COMPITI DA SVOLGERE
a – Secondo il brano sul trasporto pubblico nel Modenese, perché non si ritiene sensato ripristinare le vecchie linee sugli stessi percorsi?
b – Nel brano sul trasporto pubblico nel Modenese, quanto si risparmia ogni mese rinunciando a un'auto?
c – Prosegui il brano sul trasporto pubblico nel Modenese dal punto in cui si interrompe.

BRANO ESTRATTO
=-=-=-=-=
Le vecchie linee o sono state ricoperte dalle piste ciclabili oppure sono semplicemente non utilizzate: è verosimile e sostenibile pensare di ripristinarle in un qualche modo?
«Non sugli stessi percorsi ormai scomparsi e in parte inglobati nello sviluppo urbanistico, e comunque i lavori sarebbero probabilmente gli stessi necessari per costruire un nuovo tracciato. La Modena-Mirandola, ad esempio, ha sempre avuto problemi strutturali di cedimento del terreno, e trasportistici, con le stazioni lontane dai centri abitati. È però verosimile ripristinare un sistema portante di trasporto pubblico di area vasta lungo quelle stesse direttrici. Le aree di sofferenza restano quelle: Modena-Vignola, Modena-Mirandola/San Felice/Finale, Modena-Nonantola/Crevalcore/San Giovanni in Persiceto (la tratta iniziale della Modena-Ferrara), la pedemontana Vignola-Maranello/Formigine-Sassuolo; una linea Mirandola-Carpi-Mediopadana potrebbe migliorare e l’accessibilità del distretto biomedicale».
Che effetto avrebbe in termini economici, ambientali, sociali?
«I benefici – e gli impatti dell’assenza di interventi – sono noti: un territorio perennemente congestionato rischia di perdere attrattività economica, investimenti e forza lavoro, specialmente quella qualificata che ha possibilità di scelta. Inquinamento, sedentarietà, stress da traffico e collisioni hanno significativi impatti sociali e sulla salute ed è necessario fare un salto di qualità nella narrazione, evidenziando gli aspetti infrastrutturali e culturali che rendono le collisioni molto più gravi. L’impatto della crisi climatica, poi, rimane di tragica attualità».
Il beneficio economico è anche più immediato: rinunciare a un’auto permette un risparmio tra i 300 e 600 euro al mese…
«Che per alcuni possono fare la differenza tra arrivare o meno alla fine del mese, rendendoli immediatamente spendibili sul territorio, in attività commerciali o culturali che generano posti di lavoro locali. Migliorare l’accessibilità contrasta l’isolamento sociale, e apre alle opportunità economiche, sociali, educative e culturali del territorio, soprattutto per i più vulnerabili, che un’auto non possono permettersela o non possono guidarla».
=-=-=-=-=
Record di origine

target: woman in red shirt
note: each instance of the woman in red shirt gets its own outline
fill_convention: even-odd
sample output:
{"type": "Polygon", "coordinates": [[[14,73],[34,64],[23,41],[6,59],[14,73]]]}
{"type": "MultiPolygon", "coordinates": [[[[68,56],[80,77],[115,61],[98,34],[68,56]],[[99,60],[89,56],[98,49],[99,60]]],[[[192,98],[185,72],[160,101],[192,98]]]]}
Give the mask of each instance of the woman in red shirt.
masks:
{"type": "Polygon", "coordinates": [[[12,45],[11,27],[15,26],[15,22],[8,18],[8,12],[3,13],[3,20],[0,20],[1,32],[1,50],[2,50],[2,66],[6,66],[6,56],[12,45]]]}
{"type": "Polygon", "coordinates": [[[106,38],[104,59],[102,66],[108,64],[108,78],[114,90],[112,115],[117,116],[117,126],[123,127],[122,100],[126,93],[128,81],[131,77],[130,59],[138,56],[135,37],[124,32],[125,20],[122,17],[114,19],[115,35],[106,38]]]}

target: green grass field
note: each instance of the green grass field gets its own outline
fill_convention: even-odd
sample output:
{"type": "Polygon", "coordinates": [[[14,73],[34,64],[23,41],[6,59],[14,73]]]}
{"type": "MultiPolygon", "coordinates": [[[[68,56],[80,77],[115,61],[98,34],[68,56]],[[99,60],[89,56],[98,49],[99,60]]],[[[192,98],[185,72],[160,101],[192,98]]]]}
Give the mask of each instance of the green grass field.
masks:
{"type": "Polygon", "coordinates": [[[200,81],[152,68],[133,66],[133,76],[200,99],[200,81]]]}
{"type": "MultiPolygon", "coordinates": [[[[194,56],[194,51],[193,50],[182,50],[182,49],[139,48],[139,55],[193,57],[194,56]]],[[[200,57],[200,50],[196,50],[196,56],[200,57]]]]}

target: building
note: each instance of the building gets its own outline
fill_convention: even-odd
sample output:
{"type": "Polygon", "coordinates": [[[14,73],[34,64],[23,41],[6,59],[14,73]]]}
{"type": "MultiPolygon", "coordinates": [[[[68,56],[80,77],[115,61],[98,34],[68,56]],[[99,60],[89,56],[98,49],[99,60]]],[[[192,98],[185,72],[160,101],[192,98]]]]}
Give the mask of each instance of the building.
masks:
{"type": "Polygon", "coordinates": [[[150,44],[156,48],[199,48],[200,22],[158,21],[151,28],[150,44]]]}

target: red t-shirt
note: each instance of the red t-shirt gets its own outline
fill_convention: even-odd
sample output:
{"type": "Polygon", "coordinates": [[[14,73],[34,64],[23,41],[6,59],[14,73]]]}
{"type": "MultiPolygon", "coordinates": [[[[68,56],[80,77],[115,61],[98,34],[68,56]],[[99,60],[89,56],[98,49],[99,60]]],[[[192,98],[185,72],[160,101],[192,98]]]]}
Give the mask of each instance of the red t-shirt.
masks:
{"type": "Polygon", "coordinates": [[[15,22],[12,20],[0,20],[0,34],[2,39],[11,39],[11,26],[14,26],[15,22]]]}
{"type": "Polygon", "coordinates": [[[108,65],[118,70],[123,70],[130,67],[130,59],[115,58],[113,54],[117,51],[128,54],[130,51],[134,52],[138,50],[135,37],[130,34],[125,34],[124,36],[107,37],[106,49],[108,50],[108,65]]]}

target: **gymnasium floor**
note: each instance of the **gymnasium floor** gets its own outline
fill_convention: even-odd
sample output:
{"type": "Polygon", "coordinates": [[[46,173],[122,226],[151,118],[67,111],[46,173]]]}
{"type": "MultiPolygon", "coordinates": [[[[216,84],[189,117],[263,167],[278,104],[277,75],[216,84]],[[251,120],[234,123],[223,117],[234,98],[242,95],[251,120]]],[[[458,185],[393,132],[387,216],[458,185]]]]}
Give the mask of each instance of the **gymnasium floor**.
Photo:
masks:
=-=-=-=-=
ELENCO DELLE RISPOSTE
a – Quei percorsi sono ormai scomparsi e in parte inglobati nello sviluppo urbanistico. Inoltre i lavori sarebbero probabilmente gli stessi necessari per costruire un nuovo tracciato.

b – Tra i 300 e i 600 euro al mese.

c –
Tecnicamente, cosa si potrebbe fare?
«Per prima cosa, strategicamente, sfruttare l’occasione offerta dal nuovo Prit che la Regione dovrà sviluppare nel 2025 per mettere a sistema lo studio di aMo sulla città di Modena e la Modena-Sassuolo e lo studio fatto dell’Area Nord sul corridoio Modena-Mirandola».
Il limite di quegli studi, basati sulla modellistica, è che non possono, per loro stessa natura, tenere conto dei cambiamenti delle condizioni al contorno: come muoversi?
«Mettere da parte la modellistica e la discussione su specifiche infrastrutture e tecnologie, e sviluppare un piano per agire sulle barriere all’utilizzo della mobilità sostenibile, non solo la scarsa frequenza dei mezzi (dovuta alla scarsità dei finanziamenti, i più bassi, pro-capite, della Regione, una stortura da correggere con estrema urgenza), ma anche interventi puntuali (ed economici, fattibili in tempi brevi) come l’accessibilità e la qualità delle fermate, la mobilità di ultimo miglio e la rete complementare alle direttrici principali. Servono poi strumenti urbanistici coerenti, che concentrino gli attrattori di domanda intorno a fermate e interscambi, creando un circolo virtuoso per cui rigenerazione e sviluppo urbano si fanno intorno alle infrastrutture, e le infrastrutture si fanno dove possono stimolare rigenerazione e sviluppo sostenibile».